Yirmibirinci yüzyıl insanoğlunda maneviyat açısından bir büyümeye tanık olmadı. Buna karşılık kan dökülmesi eşine rastlanmamış bir boyuta ulaştı, kültür kesin bir düşüş gösterdi, insan maneviyatı geriye gitti.
Sonraki yüzyılın bize daha iyi davranacağını beklemek için herhangi bir nedenimiz var mı?
‘Eğer bir kişilik, kendinden daha yüksek değerlere yönelmiyorsa, yozlaşma ve çürüme eninde sonunda hâkim olacaktır.’
Hayır, gezegenimize huzur gelecek gibi görünmüyor. Huzur bize bu kadar kolay ihsan edilmeyecektir.
Elbette yaşadığımız yüzyılın tecrübelerini de boşu boşuna yaşamış değiliz. Umalım ki her şeye rağmen bu sınamalar bizi olgunlaştırmış olsun, zorlukla kazandığımız kararlılığımız şu ya da bu şekilde bundan sonra ki kuşaklara aktarılabilsin.

- Kayıtlı Veriler
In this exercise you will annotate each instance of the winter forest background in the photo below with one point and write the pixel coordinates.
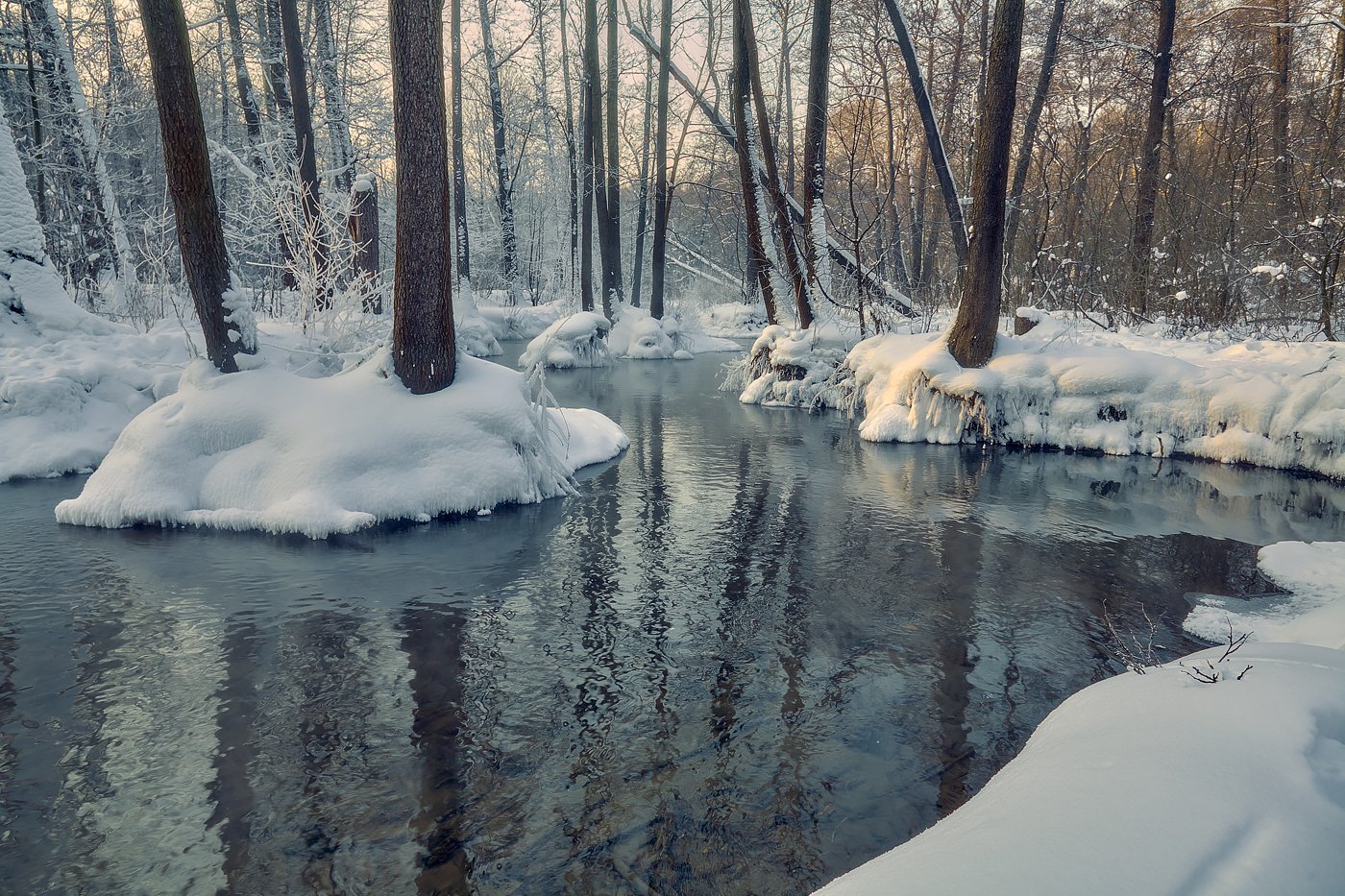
(1247, 181)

- Yapılacak Alıştırmalar
1. Okuma metnine göre gezegenimize ne gelecek gibi görünmüyor?
2. Okuma metninde "Yirmibirinci yüzyıl insanoğlunda" sözcüklerini içeren yerle açılıp "maneviyatı geriye gitti." ile kapanan bölümü değiştirmeden çıkarın.

- Cevap Anahtarı
1. Gezegenimize huzur gelecek gibi görünmüyor.

2.
Yirmibirinci yüzyıl insanoğlunda maneviyat açısından bir büyümeye tanık olmadı. Buna karşılık kan dökülmesi eşine rastlanmamış bir boyuta ulaştı, kültür kesin bir düşüş gösterdi, insan maneviyatı geriye gitti.